### What needs to be done
Transcribe the entries below with complete accuracy, excluding the pictures.

::: Records to use

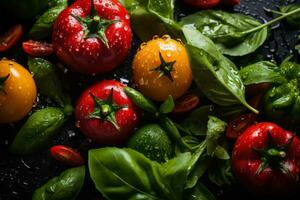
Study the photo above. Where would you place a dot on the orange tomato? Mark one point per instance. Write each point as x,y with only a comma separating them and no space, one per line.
161,67
17,91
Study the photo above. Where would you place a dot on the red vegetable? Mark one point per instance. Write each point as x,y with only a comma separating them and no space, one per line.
239,124
266,159
204,4
186,103
35,48
230,2
66,155
11,37
105,114
92,36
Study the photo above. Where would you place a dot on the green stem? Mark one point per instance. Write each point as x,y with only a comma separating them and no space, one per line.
284,15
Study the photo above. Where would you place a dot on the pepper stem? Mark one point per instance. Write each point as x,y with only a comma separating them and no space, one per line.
165,68
106,109
273,155
94,26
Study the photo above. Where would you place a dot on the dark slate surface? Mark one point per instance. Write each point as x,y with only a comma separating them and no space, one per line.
19,176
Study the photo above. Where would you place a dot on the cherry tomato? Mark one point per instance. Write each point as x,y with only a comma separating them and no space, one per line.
161,68
18,91
11,37
105,114
35,48
66,155
204,4
186,103
239,124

::::::

### Finished task
Study the photo above. Where would you place a dot on the orange tomato? Mark one point per instance. Write each point as x,y with only a comma separating them and no space, one per line.
161,67
17,91
Study the photo above. Where would you place a dot on the red vegetable? Mark one point per instance. Write each point as x,y with only a comma separating them and no space, one per line.
239,124
266,159
204,4
186,103
35,48
230,2
66,155
11,37
105,114
92,36
Study the photo above. Where would you place a dot on the green stem? Mark one point per instance. Write each point as x,y with only a comma separating them and no space, one per line.
284,15
Study the photo above. Where would you place a dot on the pepper stem? Mark one point per instance. Write each point as x,y with only a comma separating them and no space, one per line.
165,68
106,109
273,155
94,26
Study the photo above. Where would you place a dot on the dark slate surface? Mark one point per instance. Write each point as x,y with only a comma separating them and no space, one per line.
19,176
Study the photo above. Where would you place a dot on the cherry tomato? Mark one point per instance. Write each point as x,y with only a comma separating them and no space, one per line.
161,68
18,91
11,37
105,114
35,48
66,155
204,4
186,103
239,124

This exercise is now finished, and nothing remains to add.